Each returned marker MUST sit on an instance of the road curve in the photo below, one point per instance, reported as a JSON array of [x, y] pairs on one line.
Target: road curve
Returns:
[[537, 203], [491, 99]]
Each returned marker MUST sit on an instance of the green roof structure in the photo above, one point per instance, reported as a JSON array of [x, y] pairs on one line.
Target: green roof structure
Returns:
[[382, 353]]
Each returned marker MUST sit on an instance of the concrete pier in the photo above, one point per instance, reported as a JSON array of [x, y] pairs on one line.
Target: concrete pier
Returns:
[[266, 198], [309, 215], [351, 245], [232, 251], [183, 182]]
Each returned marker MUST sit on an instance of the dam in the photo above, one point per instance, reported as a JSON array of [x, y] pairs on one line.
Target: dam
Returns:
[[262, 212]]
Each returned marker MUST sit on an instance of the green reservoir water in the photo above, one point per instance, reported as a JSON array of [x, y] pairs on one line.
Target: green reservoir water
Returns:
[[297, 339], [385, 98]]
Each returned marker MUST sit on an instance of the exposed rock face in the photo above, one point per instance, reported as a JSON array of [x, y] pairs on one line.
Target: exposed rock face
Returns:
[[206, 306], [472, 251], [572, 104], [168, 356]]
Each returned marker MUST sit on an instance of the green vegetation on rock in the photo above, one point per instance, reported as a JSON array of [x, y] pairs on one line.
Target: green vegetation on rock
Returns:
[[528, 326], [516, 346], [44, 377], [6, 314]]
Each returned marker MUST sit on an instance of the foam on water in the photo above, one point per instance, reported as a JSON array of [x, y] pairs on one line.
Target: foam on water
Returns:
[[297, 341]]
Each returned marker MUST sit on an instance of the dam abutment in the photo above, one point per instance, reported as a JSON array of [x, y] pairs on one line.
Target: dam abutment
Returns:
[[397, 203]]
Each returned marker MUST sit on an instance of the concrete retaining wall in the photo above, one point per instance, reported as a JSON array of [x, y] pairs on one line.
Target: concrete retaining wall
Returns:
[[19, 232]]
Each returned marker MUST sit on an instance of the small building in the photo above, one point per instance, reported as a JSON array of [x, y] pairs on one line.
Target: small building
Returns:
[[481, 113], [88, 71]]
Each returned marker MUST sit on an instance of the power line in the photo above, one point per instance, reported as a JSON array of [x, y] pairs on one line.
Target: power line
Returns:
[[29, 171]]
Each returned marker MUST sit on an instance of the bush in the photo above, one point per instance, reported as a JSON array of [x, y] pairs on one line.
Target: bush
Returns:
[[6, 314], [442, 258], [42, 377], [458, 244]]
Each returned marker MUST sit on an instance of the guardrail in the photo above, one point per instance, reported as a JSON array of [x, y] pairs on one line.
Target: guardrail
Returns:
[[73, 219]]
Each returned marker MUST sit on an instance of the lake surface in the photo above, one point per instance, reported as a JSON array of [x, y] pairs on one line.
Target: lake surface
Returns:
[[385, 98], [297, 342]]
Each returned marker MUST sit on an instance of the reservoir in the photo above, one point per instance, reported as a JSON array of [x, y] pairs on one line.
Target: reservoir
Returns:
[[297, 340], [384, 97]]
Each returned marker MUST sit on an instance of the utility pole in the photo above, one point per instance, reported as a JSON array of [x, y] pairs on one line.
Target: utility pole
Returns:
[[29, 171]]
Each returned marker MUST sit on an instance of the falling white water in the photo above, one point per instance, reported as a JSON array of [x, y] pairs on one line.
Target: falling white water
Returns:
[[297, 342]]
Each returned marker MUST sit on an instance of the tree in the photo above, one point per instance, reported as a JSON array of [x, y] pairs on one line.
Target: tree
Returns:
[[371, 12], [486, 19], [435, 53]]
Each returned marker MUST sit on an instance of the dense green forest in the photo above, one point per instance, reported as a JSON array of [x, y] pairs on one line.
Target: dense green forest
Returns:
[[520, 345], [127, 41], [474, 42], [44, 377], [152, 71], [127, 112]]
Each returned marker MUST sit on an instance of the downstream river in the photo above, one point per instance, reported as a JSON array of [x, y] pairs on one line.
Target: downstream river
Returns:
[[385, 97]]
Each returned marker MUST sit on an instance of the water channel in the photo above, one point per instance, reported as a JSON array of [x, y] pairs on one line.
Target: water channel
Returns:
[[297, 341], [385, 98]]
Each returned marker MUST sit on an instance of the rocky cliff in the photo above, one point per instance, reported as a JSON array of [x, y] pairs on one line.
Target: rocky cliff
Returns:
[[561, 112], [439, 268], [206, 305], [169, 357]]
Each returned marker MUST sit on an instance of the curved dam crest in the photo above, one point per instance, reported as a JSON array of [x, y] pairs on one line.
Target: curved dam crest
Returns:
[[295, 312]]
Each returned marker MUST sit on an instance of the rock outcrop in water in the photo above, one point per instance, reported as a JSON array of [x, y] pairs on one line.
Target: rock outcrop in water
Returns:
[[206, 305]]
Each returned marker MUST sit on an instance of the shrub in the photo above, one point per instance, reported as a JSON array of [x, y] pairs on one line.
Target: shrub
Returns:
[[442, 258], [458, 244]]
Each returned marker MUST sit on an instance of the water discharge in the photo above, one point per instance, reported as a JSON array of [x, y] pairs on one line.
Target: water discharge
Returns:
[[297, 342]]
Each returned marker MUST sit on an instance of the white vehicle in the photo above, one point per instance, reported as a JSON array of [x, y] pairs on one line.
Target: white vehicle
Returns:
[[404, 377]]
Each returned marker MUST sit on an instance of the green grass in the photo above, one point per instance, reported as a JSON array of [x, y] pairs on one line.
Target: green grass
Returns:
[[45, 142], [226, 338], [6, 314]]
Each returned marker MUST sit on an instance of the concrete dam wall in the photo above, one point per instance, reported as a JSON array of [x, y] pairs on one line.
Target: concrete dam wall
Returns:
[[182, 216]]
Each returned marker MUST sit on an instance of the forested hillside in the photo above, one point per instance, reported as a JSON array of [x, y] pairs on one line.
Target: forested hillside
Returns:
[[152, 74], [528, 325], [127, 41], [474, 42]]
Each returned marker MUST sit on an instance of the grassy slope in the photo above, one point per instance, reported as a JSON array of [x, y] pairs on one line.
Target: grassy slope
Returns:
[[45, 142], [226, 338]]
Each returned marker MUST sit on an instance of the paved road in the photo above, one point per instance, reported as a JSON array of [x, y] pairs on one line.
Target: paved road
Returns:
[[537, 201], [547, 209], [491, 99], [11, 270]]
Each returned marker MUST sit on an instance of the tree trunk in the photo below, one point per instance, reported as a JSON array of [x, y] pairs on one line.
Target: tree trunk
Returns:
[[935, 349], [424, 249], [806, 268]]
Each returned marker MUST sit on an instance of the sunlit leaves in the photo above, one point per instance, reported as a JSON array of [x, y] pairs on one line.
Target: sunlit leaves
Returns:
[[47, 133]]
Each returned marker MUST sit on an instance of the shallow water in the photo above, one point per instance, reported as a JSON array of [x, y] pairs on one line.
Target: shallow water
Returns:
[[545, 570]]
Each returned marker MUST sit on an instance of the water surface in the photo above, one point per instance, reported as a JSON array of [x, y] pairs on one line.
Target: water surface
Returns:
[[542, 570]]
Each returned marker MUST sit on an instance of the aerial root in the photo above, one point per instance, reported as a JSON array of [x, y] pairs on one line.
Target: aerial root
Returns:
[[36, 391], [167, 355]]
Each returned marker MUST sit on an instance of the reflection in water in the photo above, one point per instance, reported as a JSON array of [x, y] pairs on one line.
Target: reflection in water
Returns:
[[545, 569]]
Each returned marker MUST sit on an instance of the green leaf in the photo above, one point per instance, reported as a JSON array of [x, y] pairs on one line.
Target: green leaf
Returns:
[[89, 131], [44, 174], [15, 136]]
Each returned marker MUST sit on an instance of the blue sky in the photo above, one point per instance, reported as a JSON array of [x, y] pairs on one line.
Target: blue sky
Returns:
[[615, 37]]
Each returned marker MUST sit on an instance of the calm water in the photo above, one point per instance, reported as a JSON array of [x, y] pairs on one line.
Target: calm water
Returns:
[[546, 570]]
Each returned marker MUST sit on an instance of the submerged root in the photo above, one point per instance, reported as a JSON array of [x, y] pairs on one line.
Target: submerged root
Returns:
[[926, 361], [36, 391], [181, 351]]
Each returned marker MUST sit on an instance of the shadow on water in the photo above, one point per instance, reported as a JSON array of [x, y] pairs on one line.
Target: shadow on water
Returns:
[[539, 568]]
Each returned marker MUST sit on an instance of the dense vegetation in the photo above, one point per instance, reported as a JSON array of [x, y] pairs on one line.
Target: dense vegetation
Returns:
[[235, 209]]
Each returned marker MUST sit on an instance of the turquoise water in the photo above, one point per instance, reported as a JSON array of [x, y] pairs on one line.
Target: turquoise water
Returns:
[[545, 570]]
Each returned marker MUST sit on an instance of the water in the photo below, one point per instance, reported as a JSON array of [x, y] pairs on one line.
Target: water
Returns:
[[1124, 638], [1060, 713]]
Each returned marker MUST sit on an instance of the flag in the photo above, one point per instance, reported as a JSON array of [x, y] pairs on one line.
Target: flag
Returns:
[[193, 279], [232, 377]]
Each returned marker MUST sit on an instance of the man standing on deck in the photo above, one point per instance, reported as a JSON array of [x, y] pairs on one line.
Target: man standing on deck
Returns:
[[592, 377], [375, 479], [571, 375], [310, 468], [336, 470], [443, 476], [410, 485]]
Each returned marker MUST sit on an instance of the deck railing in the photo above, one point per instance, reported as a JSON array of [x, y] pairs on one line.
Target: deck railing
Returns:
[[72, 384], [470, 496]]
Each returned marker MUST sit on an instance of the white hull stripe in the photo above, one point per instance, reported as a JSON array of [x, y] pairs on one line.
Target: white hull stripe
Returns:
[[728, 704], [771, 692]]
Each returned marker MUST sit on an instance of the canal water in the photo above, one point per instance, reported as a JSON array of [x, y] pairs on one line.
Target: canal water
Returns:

###

## Problem details
Exactly reproduce the lines from the one containing "the dense vegetation" through the end of the records, and only those lines.

## Solution for this problem
Each returned marker MUST sit on an instance of the dense vegetation in the photo above, one point per instance, reported as a JSON array of [x, y] pairs on one line.
Target: dense vegetation
Returns:
[[235, 209]]
Each returned marker MUST sit on an instance of the turquoise water in the photo above, one point per instance, reported as a JSON array of [x, y] pairs on one line.
Target: turquoise water
Returns:
[[545, 570]]
Each returned marker MUST sit on an instance of the water in the photo below, one point per instance, reported as a JSON array of [x, y] pairs on one line.
Target: water
Returns:
[[1124, 638], [1060, 713]]
Each returned marker MUST sit on an instance of the flag in the photo above, one point per instance, reported as a JSON array of [x, y] pairs on one line.
Target: flag
Returns:
[[193, 279], [232, 377]]
Each returned marker MUST sit on an instance of the man standing on deck in the photo above, one point per instance, reported as a JSON array of [x, y] pairs on one line.
Target: man standing on deck
Returns:
[[592, 377], [375, 479], [571, 375], [310, 468], [336, 470], [443, 476], [410, 485]]
Each returned marker MUST sit on an instance of the deck railing in the photo above, one point per instance, reported as a JSON array of [x, y] pairs on one line.
Target: deck railing
Returns:
[[72, 384], [470, 496]]
Each returned marker MUST sit on an instance of the white hull stripe in the photo above, one point per instance, reported as a JSON array of [x, y] pairs on one line.
Target: white hull stripe
Returns:
[[728, 704], [771, 692]]
Each returned marker MUST sit on an instance of the canal water in the photo above, one point per instance, reported as a JSON array of [x, y] pairs on one line.
Target: canal water
Returns:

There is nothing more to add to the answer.